**RECORDS FOR THE EXERCISE**

════════

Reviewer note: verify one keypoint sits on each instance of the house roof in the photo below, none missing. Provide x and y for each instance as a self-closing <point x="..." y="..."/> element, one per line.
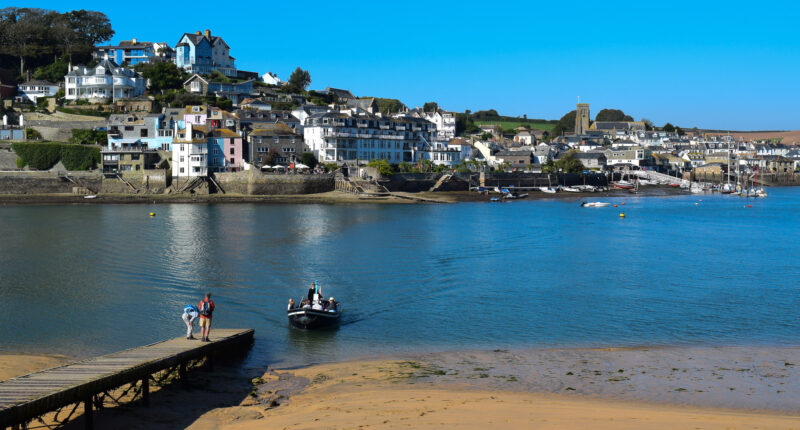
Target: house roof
<point x="222" y="132"/>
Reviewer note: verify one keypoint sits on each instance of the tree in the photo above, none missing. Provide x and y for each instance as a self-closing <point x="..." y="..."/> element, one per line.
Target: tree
<point x="299" y="80"/>
<point x="430" y="107"/>
<point x="53" y="72"/>
<point x="612" y="115"/>
<point x="309" y="159"/>
<point x="566" y="124"/>
<point x="162" y="75"/>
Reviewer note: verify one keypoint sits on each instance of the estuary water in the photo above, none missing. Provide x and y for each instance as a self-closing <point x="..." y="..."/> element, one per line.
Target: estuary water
<point x="692" y="270"/>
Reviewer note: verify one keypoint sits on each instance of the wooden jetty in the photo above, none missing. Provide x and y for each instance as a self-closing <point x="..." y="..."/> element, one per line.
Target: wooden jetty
<point x="92" y="382"/>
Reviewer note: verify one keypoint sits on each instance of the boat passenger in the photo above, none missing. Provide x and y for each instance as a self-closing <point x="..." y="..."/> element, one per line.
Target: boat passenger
<point x="311" y="291"/>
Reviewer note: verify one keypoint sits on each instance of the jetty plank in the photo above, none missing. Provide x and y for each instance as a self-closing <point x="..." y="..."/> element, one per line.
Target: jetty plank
<point x="26" y="397"/>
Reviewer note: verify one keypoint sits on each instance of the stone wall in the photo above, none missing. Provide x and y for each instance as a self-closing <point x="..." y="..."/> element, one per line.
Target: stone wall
<point x="255" y="183"/>
<point x="46" y="182"/>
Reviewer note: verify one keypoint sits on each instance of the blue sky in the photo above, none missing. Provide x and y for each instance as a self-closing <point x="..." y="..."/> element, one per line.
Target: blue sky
<point x="726" y="65"/>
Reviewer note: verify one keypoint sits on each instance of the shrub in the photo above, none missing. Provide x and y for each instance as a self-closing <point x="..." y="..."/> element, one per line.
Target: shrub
<point x="32" y="134"/>
<point x="43" y="156"/>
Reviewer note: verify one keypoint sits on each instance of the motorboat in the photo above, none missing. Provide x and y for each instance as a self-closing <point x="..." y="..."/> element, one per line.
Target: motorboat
<point x="624" y="185"/>
<point x="315" y="313"/>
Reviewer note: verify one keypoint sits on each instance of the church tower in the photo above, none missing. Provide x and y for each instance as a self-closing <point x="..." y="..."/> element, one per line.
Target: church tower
<point x="582" y="118"/>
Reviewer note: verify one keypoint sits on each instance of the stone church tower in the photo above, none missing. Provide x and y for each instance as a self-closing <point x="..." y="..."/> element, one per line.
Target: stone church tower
<point x="582" y="118"/>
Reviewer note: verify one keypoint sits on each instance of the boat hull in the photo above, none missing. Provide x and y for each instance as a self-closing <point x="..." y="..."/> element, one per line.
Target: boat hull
<point x="310" y="319"/>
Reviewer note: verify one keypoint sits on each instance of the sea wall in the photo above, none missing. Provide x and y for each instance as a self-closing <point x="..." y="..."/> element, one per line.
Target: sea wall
<point x="153" y="181"/>
<point x="255" y="183"/>
<point x="47" y="182"/>
<point x="415" y="182"/>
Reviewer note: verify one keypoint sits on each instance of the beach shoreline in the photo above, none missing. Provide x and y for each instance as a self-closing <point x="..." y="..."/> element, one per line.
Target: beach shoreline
<point x="569" y="388"/>
<point x="331" y="197"/>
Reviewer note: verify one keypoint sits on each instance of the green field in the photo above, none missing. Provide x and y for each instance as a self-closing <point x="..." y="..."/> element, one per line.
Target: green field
<point x="509" y="125"/>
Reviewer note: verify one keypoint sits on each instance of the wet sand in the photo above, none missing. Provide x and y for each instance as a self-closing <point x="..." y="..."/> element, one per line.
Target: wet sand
<point x="611" y="388"/>
<point x="331" y="197"/>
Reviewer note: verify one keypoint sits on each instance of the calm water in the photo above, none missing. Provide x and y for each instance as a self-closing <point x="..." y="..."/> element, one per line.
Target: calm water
<point x="85" y="280"/>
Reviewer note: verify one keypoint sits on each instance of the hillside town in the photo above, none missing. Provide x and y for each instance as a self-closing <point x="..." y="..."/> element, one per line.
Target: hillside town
<point x="249" y="120"/>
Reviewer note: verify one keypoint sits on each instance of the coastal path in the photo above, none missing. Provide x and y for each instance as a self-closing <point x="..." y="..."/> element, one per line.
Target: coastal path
<point x="112" y="378"/>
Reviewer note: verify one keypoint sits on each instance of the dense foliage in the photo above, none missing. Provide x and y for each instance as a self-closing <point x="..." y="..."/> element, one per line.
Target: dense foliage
<point x="612" y="115"/>
<point x="566" y="124"/>
<point x="88" y="137"/>
<point x="43" y="156"/>
<point x="299" y="80"/>
<point x="38" y="36"/>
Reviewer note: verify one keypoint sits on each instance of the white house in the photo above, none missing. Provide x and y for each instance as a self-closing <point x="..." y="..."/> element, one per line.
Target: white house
<point x="270" y="78"/>
<point x="105" y="81"/>
<point x="445" y="123"/>
<point x="30" y="91"/>
<point x="189" y="152"/>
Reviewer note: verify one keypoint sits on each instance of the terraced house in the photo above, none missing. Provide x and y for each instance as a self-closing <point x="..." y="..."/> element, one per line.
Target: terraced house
<point x="203" y="53"/>
<point x="342" y="136"/>
<point x="106" y="81"/>
<point x="274" y="144"/>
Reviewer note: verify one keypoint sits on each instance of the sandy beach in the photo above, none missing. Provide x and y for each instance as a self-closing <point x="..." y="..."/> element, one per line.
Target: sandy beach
<point x="613" y="388"/>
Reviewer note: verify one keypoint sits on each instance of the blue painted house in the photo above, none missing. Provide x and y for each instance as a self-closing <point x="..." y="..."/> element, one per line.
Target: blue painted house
<point x="203" y="53"/>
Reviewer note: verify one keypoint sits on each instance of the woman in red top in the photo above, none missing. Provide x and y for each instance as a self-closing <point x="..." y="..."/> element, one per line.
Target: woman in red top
<point x="206" y="312"/>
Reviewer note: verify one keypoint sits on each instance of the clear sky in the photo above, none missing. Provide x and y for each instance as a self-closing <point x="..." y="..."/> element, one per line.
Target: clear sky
<point x="712" y="64"/>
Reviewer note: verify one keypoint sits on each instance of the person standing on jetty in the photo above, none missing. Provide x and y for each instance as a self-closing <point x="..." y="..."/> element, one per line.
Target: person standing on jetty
<point x="206" y="313"/>
<point x="190" y="313"/>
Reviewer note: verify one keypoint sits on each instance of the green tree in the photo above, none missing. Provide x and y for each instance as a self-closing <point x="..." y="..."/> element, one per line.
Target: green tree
<point x="612" y="115"/>
<point x="430" y="107"/>
<point x="163" y="75"/>
<point x="309" y="159"/>
<point x="53" y="72"/>
<point x="299" y="80"/>
<point x="566" y="124"/>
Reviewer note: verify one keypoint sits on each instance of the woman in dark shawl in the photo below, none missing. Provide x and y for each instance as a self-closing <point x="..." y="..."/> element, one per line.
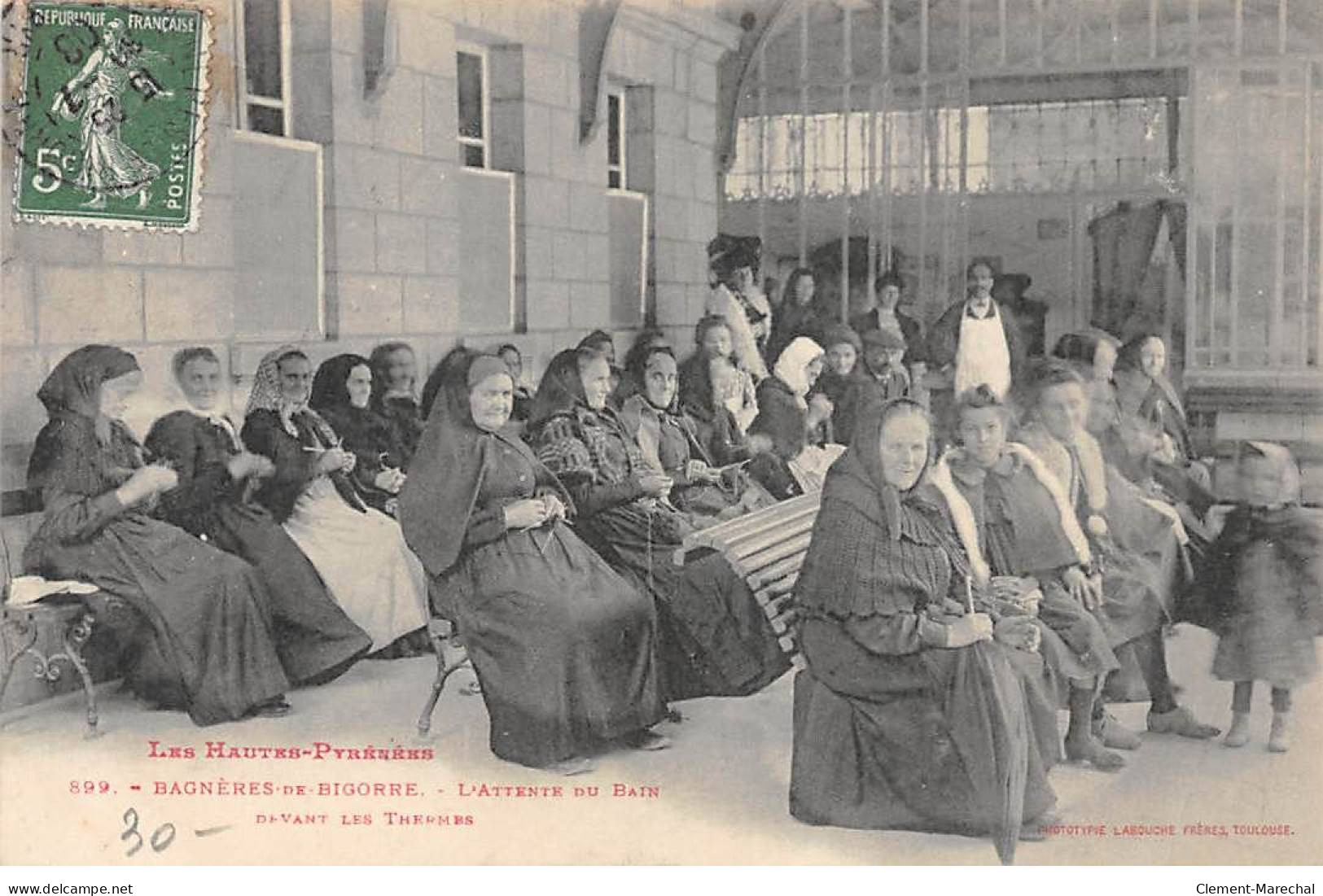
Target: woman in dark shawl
<point x="563" y="646"/>
<point x="797" y="315"/>
<point x="317" y="641"/>
<point x="1149" y="400"/>
<point x="715" y="425"/>
<point x="795" y="422"/>
<point x="715" y="640"/>
<point x="211" y="649"/>
<point x="342" y="391"/>
<point x="395" y="378"/>
<point x="913" y="713"/>
<point x="359" y="551"/>
<point x="670" y="446"/>
<point x="631" y="385"/>
<point x="1134" y="540"/>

════════

**WHAT IS BEING ASKED**
Copy out the data above exactly, except the pictures.

**SOLUTION**
Reviewer note: verify one keypoint sits on each instance of the house roof in the photo below, none missing. Provide x and y for each instance as a self-closing <point x="..." y="..."/> element, one per line.
Target: house roof
<point x="222" y="132"/>
Reviewer note: verify one keypoint sits on each instance of the tree in the photo above, none missing. Provide x and y for each instance as a self-closing <point x="..." y="..."/> element, one per line.
Target: tree
<point x="299" y="80"/>
<point x="430" y="107"/>
<point x="53" y="72"/>
<point x="612" y="115"/>
<point x="309" y="159"/>
<point x="566" y="124"/>
<point x="162" y="75"/>
Reviewer note: verify one keypoint sits on each instance of the estuary water in the photo above, none missing. Provide x and y for each instance as a self-closing <point x="..." y="..."/> element, one per line.
Target: estuary water
<point x="692" y="270"/>
Reviewer note: verify one keypoint sits on each instance of the wooden jetty in the photo above, none missing. Provide x and y for each instance as a self-closing <point x="..." y="..."/> element, one per line.
Target: wooden jetty
<point x="92" y="382"/>
Reviewer note: verify one keypoint sits on each instance of the boat passenger in the photo above, none missing. Provide x and y for each instance as a self-closing <point x="..." y="..."/> element, one per line.
Target: boat passenger
<point x="311" y="291"/>
Reviewer note: verify one keypoint sits on each instance of the jetty plank in the photo above, none missing. Provide x and y for each instance as a self-closing <point x="..." y="..."/> element, one per line.
Target: jetty plank
<point x="26" y="397"/>
Reviewer note: verify one keypoint sits on each instance of the stone wall in the photo above, none missing. Provide x and y for each instance as a self-closing <point x="..." y="..."/> element, one per line.
Target: stone wall
<point x="255" y="183"/>
<point x="46" y="182"/>
Reviewer note: verify one keypoint sits on each instance of the blue sky in the photo above, none missing. Provide x and y for each instance as a self-closing <point x="..." y="..."/> element, one per line.
Target: blue sky
<point x="726" y="65"/>
Reviewer note: verify one keypoint sits on each instance of the shrub in the photo above, none missing. Provide x and y for each instance as a self-closing <point x="..." y="..."/> element, one per line.
Target: shrub
<point x="32" y="134"/>
<point x="43" y="156"/>
Reviewer note: verify one keypoint sits on each instance of the motorboat in the photo above, none missing. Provide x and y for each instance as a self-closing <point x="..." y="..."/> element, one per line.
Target: motorboat
<point x="624" y="185"/>
<point x="315" y="313"/>
Reviewer note: verify one keypoint sits on each instance of the church tower in the photo above, none missing. Provide x and y for each instance as a self-closing <point x="..." y="..."/> element, one per line.
Target: church tower
<point x="582" y="118"/>
Reviewer note: verify one keypoint sits on each instance of the stone church tower in the photo above, none missing. Provide x and y for each instance as a self-closing <point x="..." y="..."/> element, one per line.
Target: stone church tower
<point x="582" y="118"/>
Reviewer note: verify one keypoint sits on each instance of the boat hull in the photo above, none missing. Provide x and y for each instance as a self-closing <point x="..." y="..."/> element, one per line.
Target: boat hull
<point x="310" y="319"/>
Reviewer note: verify one keypoint sits on each instance of the sea wall in the photo above, none missing. Provide x and y for each instance as a self-closing <point x="..." y="..."/> element, one per line.
Target: sea wall
<point x="153" y="181"/>
<point x="255" y="183"/>
<point x="47" y="182"/>
<point x="415" y="182"/>
Reviewer note: verify one keypoint sits on each instance of the beach shoreline in the photo above, none missing. Provide x and y for each instance as a self-closing <point x="..." y="..."/> element, one per line.
Target: beach shoreline
<point x="569" y="388"/>
<point x="331" y="197"/>
Reviewer note: verify one keypoint sits on each instance of the green field in the photo above, none missing. Provide x and y for each instance as a self-closing <point x="..." y="..."/> element, one per line.
Target: green field
<point x="509" y="125"/>
Reviewer note: verify one keypoint sits on each instance of the wet sand in the photo above, none missing. Provide x and y for each instance as a self-closing <point x="..." y="..."/> element, one per line.
Target: wet sand
<point x="611" y="388"/>
<point x="331" y="197"/>
Reviewer note: verify one keypoint sits on each instance of the calm water in the photo above, none missing. Provide x and y for each instance as a self-closing <point x="..." y="..."/> element, one per line.
Target: calm water
<point x="85" y="280"/>
Reviewer note: verify one keypoint sits on each instance of the hillside town in the photo above, none missing. Provide x and y for each instance as a self-closing <point x="..." y="..."/> element, one per line.
Target: hillside town
<point x="249" y="120"/>
Reviewer note: verify one keypoint sits on each instance of the coastal path in the photo above, none missing. Provide x and y for each instance as a self-closing <point x="..." y="..."/> element, one per line.
Target: coastal path
<point x="112" y="378"/>
Reviewer note: verify one keypoint sits on each instance of the dense foliage in the photo above, none missing. Provide x and y for each instance as a self-closing <point x="..." y="..."/> element, one per line.
Target: dense foliage
<point x="612" y="115"/>
<point x="566" y="124"/>
<point x="88" y="137"/>
<point x="43" y="156"/>
<point x="299" y="80"/>
<point x="38" y="36"/>
Reviewer note: verify one keypoint sits on each instance of the white house in the photo above, none missing. Provide x and y for each instance as a self-closing <point x="..." y="..."/> element, one per line.
Target: white house
<point x="270" y="78"/>
<point x="105" y="81"/>
<point x="445" y="123"/>
<point x="30" y="91"/>
<point x="189" y="152"/>
Reviewer note: verify one keypoint sits on each instance of the terraced house in the photo above, none missing. Provide x and y for each instance as a self-closing <point x="..." y="..."/> element, one per line.
Target: terraced house
<point x="203" y="53"/>
<point x="342" y="136"/>
<point x="106" y="81"/>
<point x="274" y="144"/>
Reviewer note: verify one keypoint sits on each instance of the sandy beach in the photo above, none missing. Provide x and y for each instance as a self-closing <point x="..." y="..."/> element, one per line.
Target: sandy beach
<point x="613" y="388"/>
Reviewer note: verify one keypoint sits on each instance of the blue painted house in the photo above, none missing. Provide x and y for each instance as a self-closing <point x="..." y="..."/> element, one per line.
Target: blue painted house
<point x="203" y="53"/>
Reviewer note: verify one keypoint sits on each instance of the woman in red top in the photo above, none missing. Provide x and y for each instance as a self-closing <point x="..." y="..."/> element, one per line.
Target: woman in red top
<point x="206" y="312"/>
Reviewer note: verify one keypoint sits on each instance of the clear sky in the photo above, none missing. Provide x and y for each instance as a self-closing <point x="..." y="..."/> element, one per line.
Target: clear sky
<point x="712" y="64"/>
Reviewer note: verify one keypoint sits on each instance of the person standing on jetty in the photo above, none missing. Provide x and y for each instance as a self-closing <point x="..." y="..."/> element, one per line.
Target: person standing on jetty
<point x="206" y="313"/>
<point x="190" y="313"/>
Reviewer note: verify one keypoint sits on each instance of the green tree in the photo above, none missing. Provide x and y for each instance as a self-closing <point x="..." y="..."/> element, one per line.
Target: green tree
<point x="612" y="115"/>
<point x="430" y="107"/>
<point x="163" y="75"/>
<point x="309" y="159"/>
<point x="53" y="72"/>
<point x="299" y="80"/>
<point x="566" y="124"/>
Reviewer note: verify one keypoint sits on each instance of the woman in dark shawl in the photo below, none missing. Provide x and y for each instance as a self-closing <point x="..." y="..."/> element, one per line.
Target: woman in dark shawl
<point x="563" y="646"/>
<point x="797" y="315"/>
<point x="317" y="641"/>
<point x="1149" y="400"/>
<point x="715" y="425"/>
<point x="795" y="422"/>
<point x="715" y="640"/>
<point x="211" y="649"/>
<point x="342" y="391"/>
<point x="395" y="378"/>
<point x="913" y="713"/>
<point x="359" y="551"/>
<point x="670" y="446"/>
<point x="631" y="385"/>
<point x="1134" y="540"/>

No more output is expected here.